### Instructions to follow
Please reproduce exactly the line that carries "mask --target=wheel arch" and all remaining lines through the last line of the data, and write nothing else.

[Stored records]

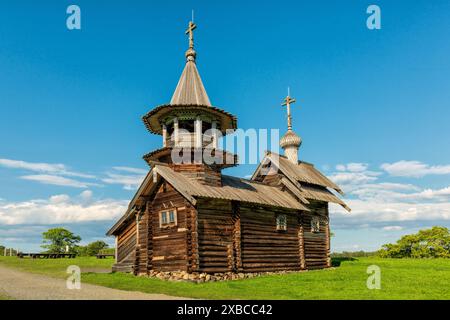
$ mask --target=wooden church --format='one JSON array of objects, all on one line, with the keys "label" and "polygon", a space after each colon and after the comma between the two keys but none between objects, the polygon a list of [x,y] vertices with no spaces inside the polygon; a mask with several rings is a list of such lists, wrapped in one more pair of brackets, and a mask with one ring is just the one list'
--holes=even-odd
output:
[{"label": "wooden church", "polygon": [[[189,23],[186,66],[169,104],[143,116],[163,147],[144,156],[150,170],[126,213],[108,231],[116,239],[114,271],[267,272],[330,267],[328,203],[349,208],[341,189],[298,160],[301,139],[288,131],[284,155],[267,153],[251,179],[222,174],[237,157],[218,137],[237,128],[212,106],[196,66]],[[205,161],[203,154],[214,160]],[[197,156],[200,155],[200,156]],[[179,161],[193,159],[192,161]],[[175,161],[177,160],[177,161]],[[219,161],[220,160],[220,161]]]}]

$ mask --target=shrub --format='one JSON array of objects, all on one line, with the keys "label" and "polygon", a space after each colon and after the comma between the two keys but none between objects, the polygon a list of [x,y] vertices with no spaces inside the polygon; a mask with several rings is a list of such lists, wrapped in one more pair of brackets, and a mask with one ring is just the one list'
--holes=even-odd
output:
[{"label": "shrub", "polygon": [[420,230],[378,251],[382,258],[450,258],[450,231],[445,227]]}]

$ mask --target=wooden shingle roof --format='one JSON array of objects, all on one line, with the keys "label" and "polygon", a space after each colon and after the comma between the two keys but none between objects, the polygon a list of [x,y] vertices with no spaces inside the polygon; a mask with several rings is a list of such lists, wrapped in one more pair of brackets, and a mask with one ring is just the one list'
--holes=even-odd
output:
[{"label": "wooden shingle roof", "polygon": [[[222,175],[222,186],[205,186],[196,180],[189,179],[167,166],[155,166],[167,182],[183,195],[192,198],[214,198],[255,203],[266,206],[308,211],[297,199],[289,193],[259,182]],[[194,202],[195,204],[195,202]]]},{"label": "wooden shingle roof", "polygon": [[162,134],[161,122],[169,116],[180,116],[186,114],[209,114],[219,120],[219,129],[225,134],[227,130],[237,128],[237,118],[231,113],[220,108],[206,105],[160,105],[149,111],[142,117],[142,121],[148,131],[155,134]]},{"label": "wooden shingle roof", "polygon": [[132,216],[136,205],[141,202],[140,199],[146,199],[155,191],[155,186],[160,179],[167,181],[194,206],[197,198],[211,198],[309,211],[289,192],[282,191],[277,187],[225,175],[222,175],[221,187],[205,186],[196,180],[189,179],[182,173],[175,172],[166,165],[155,164],[142,182],[123,217],[108,231],[107,235],[113,235]]},{"label": "wooden shingle roof", "polygon": [[327,189],[335,190],[343,195],[341,188],[307,162],[300,161],[296,165],[282,155],[267,153],[253,174],[252,180],[260,179],[264,175],[262,171],[264,166],[268,164],[272,164],[272,169],[286,177],[281,179],[281,183],[303,203],[305,203],[304,199],[332,202],[341,205],[347,211],[351,210],[344,201]]},{"label": "wooden shingle roof", "polygon": [[194,60],[186,62],[170,104],[211,106]]},{"label": "wooden shingle roof", "polygon": [[256,169],[255,173],[252,176],[252,180],[255,179],[261,171],[262,165],[272,162],[283,174],[285,174],[288,178],[293,181],[299,181],[318,185],[326,188],[331,188],[339,192],[340,194],[344,194],[341,188],[326,176],[324,176],[319,170],[314,168],[314,165],[299,161],[296,165],[295,163],[288,160],[286,157],[279,155],[277,153],[271,152],[267,153],[266,157],[261,161],[261,164]]}]

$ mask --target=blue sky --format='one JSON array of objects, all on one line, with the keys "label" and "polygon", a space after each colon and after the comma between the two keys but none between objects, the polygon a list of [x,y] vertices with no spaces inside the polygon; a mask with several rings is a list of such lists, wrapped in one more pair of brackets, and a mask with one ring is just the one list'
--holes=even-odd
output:
[{"label": "blue sky", "polygon": [[140,117],[170,101],[192,9],[209,97],[240,128],[284,131],[290,86],[300,159],[354,209],[333,208],[334,250],[450,226],[448,1],[18,0],[0,3],[1,244],[38,250],[56,224],[104,238],[161,146]]}]

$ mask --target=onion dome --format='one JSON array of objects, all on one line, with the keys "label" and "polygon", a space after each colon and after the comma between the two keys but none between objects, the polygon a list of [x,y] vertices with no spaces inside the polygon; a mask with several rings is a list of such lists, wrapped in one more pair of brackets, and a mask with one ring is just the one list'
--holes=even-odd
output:
[{"label": "onion dome", "polygon": [[300,138],[294,131],[288,130],[286,134],[280,139],[280,146],[283,149],[288,147],[300,148],[302,138]]}]

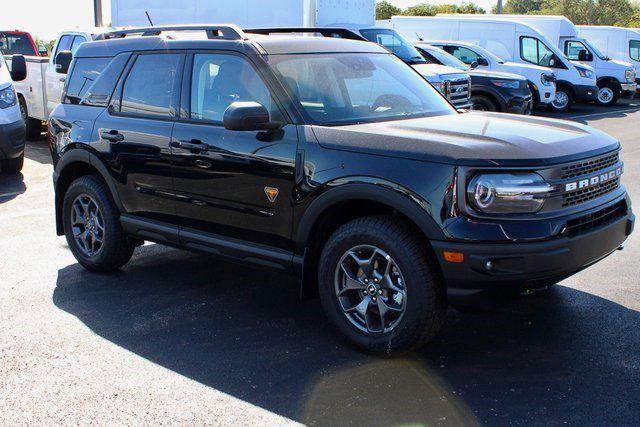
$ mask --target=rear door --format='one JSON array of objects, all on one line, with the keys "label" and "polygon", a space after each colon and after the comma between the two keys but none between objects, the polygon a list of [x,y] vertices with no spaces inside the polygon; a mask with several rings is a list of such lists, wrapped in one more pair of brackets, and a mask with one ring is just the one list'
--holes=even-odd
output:
[{"label": "rear door", "polygon": [[175,221],[169,142],[183,63],[182,52],[132,55],[109,107],[96,120],[96,148],[126,213]]},{"label": "rear door", "polygon": [[184,78],[171,145],[181,236],[191,229],[289,249],[295,125],[269,132],[222,126],[235,101],[258,102],[283,121],[269,80],[247,57],[220,51],[189,54]]}]

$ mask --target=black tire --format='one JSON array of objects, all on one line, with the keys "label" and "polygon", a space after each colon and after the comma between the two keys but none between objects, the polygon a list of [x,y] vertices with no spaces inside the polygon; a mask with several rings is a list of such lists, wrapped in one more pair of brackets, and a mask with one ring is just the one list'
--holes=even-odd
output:
[{"label": "black tire", "polygon": [[500,111],[500,107],[491,98],[484,95],[472,96],[471,103],[472,110],[475,111]]},{"label": "black tire", "polygon": [[596,104],[603,107],[612,107],[618,103],[620,91],[613,83],[601,83],[598,85]]},{"label": "black tire", "polygon": [[27,103],[20,97],[20,114],[25,124],[25,132],[27,141],[37,141],[40,139],[42,133],[42,121],[29,117],[29,111],[27,109]]},{"label": "black tire", "polygon": [[[558,95],[562,93],[566,96],[566,99],[562,103],[557,102]],[[570,89],[564,86],[558,86],[556,88],[556,98],[549,103],[549,108],[553,111],[569,111],[573,107],[573,93]]]},{"label": "black tire", "polygon": [[24,166],[24,153],[20,154],[20,157],[15,159],[7,159],[2,161],[2,172],[4,173],[19,173]]},{"label": "black tire", "polygon": [[[352,344],[377,354],[402,354],[423,346],[441,329],[446,314],[445,287],[426,244],[408,224],[388,216],[355,219],[329,238],[319,263],[320,299],[330,323]],[[347,319],[336,296],[334,279],[339,262],[358,245],[382,249],[402,271],[406,307],[390,331],[358,329]]]},{"label": "black tire", "polygon": [[[104,243],[94,255],[87,256],[76,242],[71,226],[72,204],[77,197],[88,195],[99,207],[104,218]],[[63,222],[67,244],[78,262],[90,271],[113,271],[125,265],[133,255],[131,243],[120,224],[120,212],[113,202],[109,188],[102,179],[85,175],[73,181],[64,195]]]}]

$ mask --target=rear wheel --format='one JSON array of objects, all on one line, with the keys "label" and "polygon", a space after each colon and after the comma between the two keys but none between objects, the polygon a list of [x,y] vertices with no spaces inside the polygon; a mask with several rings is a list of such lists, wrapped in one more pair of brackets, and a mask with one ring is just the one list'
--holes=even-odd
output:
[{"label": "rear wheel", "polygon": [[62,209],[67,244],[83,267],[111,271],[129,261],[134,245],[124,234],[118,208],[101,179],[86,175],[73,181]]},{"label": "rear wheel", "polygon": [[598,96],[596,104],[604,107],[610,107],[618,103],[619,93],[615,86],[611,83],[602,83],[598,85]]},{"label": "rear wheel", "polygon": [[500,111],[500,108],[493,100],[483,95],[472,96],[471,103],[474,111]]},{"label": "rear wheel", "polygon": [[24,165],[24,153],[20,154],[20,157],[15,159],[7,159],[2,161],[2,172],[4,173],[19,173]]},{"label": "rear wheel", "polygon": [[425,245],[408,224],[385,216],[355,219],[331,236],[320,258],[320,298],[351,343],[398,354],[440,330],[444,285]]},{"label": "rear wheel", "polygon": [[28,141],[37,141],[40,139],[40,133],[42,133],[42,122],[38,119],[29,117],[29,111],[27,109],[27,103],[20,97],[20,114],[24,120],[26,127],[26,137]]},{"label": "rear wheel", "polygon": [[556,89],[556,96],[551,101],[551,109],[554,111],[569,111],[573,105],[573,95],[565,87]]}]

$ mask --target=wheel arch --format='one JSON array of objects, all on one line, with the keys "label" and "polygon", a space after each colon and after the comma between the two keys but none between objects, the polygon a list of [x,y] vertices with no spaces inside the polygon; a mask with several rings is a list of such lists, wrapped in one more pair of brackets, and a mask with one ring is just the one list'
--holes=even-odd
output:
[{"label": "wheel arch", "polygon": [[596,80],[596,84],[598,85],[598,87],[600,88],[601,85],[607,84],[607,83],[611,83],[616,87],[616,90],[622,90],[622,86],[620,85],[620,81],[618,79],[616,79],[615,77],[612,76],[602,76],[602,77],[598,77],[598,80]]},{"label": "wheel arch", "polygon": [[69,185],[77,178],[84,175],[96,175],[100,177],[109,187],[111,197],[116,206],[122,212],[122,203],[116,192],[115,185],[108,179],[109,171],[106,166],[99,161],[95,154],[88,150],[75,149],[65,153],[57,162],[54,171],[55,190],[55,217],[56,233],[58,236],[64,234],[64,224],[62,221],[62,203],[64,195]]},{"label": "wheel arch", "polygon": [[500,98],[500,96],[498,96],[496,93],[492,92],[491,90],[487,89],[487,88],[480,88],[480,89],[475,89],[475,90],[471,90],[471,97],[473,98],[474,96],[483,96],[485,98],[488,98],[491,102],[493,102],[493,105],[495,105],[498,108],[498,112],[502,112],[504,111],[504,100]]},{"label": "wheel arch", "polygon": [[573,83],[566,80],[556,81],[556,89],[565,88],[571,94],[572,99],[576,99],[576,89],[573,87]]}]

### Reply to the task
$ mask --target=wheel arch --format='one JSON array of objects, all on one line, with the keys "label" and "polygon", a space after each colon and after the comma between the two keys but none between objects, the polygon a list of [x,y] vertices with no spaces inside the polygon; a mask with several rings is a list of such lists, wrapped in one more pair of brackets, and a mask with one ring is just the one list'
--holes=even-odd
output:
[{"label": "wheel arch", "polygon": [[596,80],[596,84],[598,85],[598,87],[600,88],[601,85],[607,84],[607,83],[611,83],[616,87],[616,90],[622,90],[622,86],[620,85],[620,81],[618,79],[616,79],[615,77],[612,76],[602,76],[602,77],[598,77],[598,80]]},{"label": "wheel arch", "polygon": [[69,185],[77,178],[84,175],[96,175],[100,177],[109,187],[111,197],[116,206],[122,212],[122,203],[116,192],[115,185],[108,179],[109,171],[106,166],[99,161],[95,154],[88,150],[75,149],[65,153],[57,162],[54,171],[55,190],[55,217],[56,233],[58,236],[64,234],[64,224],[62,221],[62,203],[64,195]]},{"label": "wheel arch", "polygon": [[500,98],[500,96],[498,96],[496,93],[492,92],[491,90],[487,89],[487,88],[480,88],[480,89],[475,89],[475,90],[471,90],[471,97],[473,98],[474,96],[483,96],[485,98],[488,98],[491,102],[493,102],[493,105],[495,105],[498,108],[498,112],[502,112],[504,111],[504,100]]},{"label": "wheel arch", "polygon": [[573,83],[566,80],[556,81],[556,89],[565,88],[571,94],[572,99],[576,99],[576,89],[573,87]]}]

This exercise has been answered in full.